** Start DATASET RECORDS **

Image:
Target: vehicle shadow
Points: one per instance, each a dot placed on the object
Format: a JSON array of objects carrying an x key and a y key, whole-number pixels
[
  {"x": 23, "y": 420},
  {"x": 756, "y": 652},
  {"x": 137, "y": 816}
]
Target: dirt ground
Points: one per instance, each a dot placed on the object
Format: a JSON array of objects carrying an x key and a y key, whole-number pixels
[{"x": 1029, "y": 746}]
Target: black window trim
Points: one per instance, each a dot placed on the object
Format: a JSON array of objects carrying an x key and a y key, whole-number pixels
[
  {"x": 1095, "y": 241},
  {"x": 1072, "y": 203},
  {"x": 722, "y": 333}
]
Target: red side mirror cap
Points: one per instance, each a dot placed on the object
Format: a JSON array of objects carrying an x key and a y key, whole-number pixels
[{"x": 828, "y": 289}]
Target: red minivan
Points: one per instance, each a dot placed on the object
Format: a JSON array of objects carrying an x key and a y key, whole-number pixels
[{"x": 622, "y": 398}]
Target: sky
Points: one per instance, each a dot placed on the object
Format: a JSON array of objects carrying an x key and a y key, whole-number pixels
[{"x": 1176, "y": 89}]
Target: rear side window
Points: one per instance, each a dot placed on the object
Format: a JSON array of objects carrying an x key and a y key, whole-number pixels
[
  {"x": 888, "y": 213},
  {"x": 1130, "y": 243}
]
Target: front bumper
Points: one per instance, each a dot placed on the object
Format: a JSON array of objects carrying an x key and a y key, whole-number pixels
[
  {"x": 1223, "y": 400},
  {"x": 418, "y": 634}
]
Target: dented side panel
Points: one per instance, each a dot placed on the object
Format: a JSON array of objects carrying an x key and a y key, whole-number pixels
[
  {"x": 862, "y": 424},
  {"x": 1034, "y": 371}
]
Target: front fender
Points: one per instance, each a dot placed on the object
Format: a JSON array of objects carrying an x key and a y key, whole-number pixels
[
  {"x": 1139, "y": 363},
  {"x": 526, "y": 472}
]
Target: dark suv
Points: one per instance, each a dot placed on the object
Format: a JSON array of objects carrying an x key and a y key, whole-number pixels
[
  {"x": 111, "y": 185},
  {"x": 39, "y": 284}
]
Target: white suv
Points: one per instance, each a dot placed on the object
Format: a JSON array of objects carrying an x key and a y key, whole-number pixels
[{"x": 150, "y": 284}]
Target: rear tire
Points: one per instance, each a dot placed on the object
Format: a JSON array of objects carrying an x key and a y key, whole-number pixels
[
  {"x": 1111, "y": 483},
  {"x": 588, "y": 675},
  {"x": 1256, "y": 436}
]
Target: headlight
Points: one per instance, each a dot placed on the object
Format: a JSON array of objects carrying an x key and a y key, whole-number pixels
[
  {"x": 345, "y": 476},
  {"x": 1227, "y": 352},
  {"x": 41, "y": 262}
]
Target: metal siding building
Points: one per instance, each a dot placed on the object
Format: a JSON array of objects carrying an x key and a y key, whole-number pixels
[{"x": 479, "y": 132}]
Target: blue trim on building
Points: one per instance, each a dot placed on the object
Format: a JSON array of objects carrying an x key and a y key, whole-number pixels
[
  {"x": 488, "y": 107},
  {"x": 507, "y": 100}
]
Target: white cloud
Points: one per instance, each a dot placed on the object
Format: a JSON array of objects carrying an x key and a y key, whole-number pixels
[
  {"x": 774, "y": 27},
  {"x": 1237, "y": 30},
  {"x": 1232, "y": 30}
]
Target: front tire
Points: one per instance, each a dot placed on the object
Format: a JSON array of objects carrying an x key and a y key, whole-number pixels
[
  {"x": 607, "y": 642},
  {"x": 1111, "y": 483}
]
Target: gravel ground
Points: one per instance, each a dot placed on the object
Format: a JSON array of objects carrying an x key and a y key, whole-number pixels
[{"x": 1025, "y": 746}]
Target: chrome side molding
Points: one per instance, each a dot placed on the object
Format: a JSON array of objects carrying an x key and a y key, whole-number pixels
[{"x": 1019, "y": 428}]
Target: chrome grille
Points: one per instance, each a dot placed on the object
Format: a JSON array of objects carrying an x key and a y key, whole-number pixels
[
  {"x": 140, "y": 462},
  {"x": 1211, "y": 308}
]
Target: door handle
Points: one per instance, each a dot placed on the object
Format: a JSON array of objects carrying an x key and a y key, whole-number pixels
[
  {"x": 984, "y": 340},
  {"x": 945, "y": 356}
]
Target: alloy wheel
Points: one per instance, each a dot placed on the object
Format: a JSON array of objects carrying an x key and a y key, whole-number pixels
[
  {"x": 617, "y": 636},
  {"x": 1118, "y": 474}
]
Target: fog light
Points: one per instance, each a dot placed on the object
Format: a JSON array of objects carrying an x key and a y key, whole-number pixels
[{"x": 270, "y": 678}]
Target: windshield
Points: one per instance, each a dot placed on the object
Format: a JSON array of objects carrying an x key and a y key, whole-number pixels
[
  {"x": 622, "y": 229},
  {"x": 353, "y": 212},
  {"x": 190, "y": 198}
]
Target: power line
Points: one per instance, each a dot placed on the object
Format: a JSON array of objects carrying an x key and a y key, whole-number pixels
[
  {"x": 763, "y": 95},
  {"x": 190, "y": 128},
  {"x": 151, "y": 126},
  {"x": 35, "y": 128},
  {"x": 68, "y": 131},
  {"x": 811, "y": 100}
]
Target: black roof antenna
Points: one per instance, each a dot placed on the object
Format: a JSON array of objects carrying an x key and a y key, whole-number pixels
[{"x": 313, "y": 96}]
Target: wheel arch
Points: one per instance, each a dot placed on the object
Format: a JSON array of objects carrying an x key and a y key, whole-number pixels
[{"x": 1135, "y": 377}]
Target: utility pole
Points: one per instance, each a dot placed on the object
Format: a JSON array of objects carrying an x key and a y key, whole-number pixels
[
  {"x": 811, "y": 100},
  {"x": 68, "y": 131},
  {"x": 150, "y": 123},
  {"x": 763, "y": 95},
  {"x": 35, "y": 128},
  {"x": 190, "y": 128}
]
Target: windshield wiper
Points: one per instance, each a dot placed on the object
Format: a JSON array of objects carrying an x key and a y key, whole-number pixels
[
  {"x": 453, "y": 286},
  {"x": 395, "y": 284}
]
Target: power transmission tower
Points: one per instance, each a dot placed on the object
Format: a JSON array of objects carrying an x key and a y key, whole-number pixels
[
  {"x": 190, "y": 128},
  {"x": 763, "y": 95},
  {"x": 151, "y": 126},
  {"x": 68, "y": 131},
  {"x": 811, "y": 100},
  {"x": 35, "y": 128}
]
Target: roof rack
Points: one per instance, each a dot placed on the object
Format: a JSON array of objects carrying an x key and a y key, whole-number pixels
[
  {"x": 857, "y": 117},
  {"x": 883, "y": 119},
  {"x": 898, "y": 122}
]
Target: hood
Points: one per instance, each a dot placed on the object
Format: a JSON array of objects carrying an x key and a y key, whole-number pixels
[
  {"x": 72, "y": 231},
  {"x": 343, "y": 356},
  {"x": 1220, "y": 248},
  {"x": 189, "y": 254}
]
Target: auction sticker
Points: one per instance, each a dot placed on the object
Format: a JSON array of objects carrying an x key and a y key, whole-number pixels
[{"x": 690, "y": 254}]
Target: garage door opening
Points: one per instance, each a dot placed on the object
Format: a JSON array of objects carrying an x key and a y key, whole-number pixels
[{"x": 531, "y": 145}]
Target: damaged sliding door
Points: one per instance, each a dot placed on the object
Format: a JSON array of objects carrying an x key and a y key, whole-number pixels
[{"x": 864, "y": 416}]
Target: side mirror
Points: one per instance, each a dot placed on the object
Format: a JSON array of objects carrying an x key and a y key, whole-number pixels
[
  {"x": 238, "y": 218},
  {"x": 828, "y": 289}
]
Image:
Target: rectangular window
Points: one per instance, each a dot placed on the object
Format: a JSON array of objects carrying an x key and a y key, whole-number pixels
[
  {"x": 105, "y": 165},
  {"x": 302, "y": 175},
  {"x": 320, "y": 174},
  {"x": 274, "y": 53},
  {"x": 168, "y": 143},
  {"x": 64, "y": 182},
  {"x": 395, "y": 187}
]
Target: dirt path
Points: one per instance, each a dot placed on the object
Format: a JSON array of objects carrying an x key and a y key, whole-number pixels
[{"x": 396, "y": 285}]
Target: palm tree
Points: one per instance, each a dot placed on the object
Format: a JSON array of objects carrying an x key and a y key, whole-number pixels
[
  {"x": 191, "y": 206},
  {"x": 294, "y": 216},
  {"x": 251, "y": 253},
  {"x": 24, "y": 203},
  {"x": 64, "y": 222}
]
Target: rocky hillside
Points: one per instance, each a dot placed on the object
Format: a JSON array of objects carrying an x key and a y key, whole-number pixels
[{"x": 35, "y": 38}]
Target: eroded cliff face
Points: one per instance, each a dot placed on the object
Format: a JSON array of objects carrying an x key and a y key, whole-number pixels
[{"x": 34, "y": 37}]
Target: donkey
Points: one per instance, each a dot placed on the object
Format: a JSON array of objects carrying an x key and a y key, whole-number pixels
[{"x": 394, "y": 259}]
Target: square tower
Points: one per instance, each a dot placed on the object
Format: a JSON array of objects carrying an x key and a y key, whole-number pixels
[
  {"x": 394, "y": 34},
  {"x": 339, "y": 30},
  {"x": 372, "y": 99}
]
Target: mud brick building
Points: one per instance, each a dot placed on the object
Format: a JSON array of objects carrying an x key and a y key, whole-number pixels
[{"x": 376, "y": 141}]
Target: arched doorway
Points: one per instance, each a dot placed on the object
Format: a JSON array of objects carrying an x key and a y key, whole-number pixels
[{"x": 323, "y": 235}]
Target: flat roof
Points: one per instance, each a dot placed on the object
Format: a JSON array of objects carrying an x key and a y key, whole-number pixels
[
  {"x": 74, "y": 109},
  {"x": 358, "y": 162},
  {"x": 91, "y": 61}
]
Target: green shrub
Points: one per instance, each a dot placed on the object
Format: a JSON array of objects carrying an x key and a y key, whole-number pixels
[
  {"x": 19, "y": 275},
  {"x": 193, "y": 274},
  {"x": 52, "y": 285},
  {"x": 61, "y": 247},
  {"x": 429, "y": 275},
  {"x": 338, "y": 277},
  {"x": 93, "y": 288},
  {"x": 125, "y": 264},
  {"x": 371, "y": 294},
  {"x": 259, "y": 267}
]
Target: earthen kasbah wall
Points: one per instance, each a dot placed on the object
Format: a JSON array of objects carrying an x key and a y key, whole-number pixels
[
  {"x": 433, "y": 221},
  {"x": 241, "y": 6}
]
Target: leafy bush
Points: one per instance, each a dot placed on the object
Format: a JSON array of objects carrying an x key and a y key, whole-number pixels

** End DATASET RECORDS **

● TASK STATEMENT:
Please edit the stretch from the line containing "Target: flat roof" through the end of the records by swapping "green shrub" for "low shrub". Return only those lines, with nothing else changed.

● WRITTEN RESPONSE:
Target: flat roof
Points: one per instance, each a dot placed on the object
Format: a JSON array of objects carrying an x key and a y key, whole-number pixels
[
  {"x": 74, "y": 109},
  {"x": 358, "y": 162},
  {"x": 91, "y": 61}
]
Target: low shrub
Points: one per instance, each a dot placed on the object
Format: a JSON array of objects carrying an x key and a y key, whole-number pixels
[
  {"x": 19, "y": 275},
  {"x": 193, "y": 274},
  {"x": 52, "y": 285},
  {"x": 61, "y": 247},
  {"x": 429, "y": 275},
  {"x": 338, "y": 277},
  {"x": 93, "y": 288},
  {"x": 125, "y": 264},
  {"x": 371, "y": 294},
  {"x": 259, "y": 267}
]
Target: earthen kasbah wall
Points: one per instance, each a dot placed on the object
Format: a JSON array of objects carrying an x key and a y key, whole-number pixels
[
  {"x": 433, "y": 221},
  {"x": 241, "y": 6}
]
Target: leafy bush
Points: one per instance, each a dot placed on the object
Format: a JSON array of objects carrying an x key and a y key, whole-number pixels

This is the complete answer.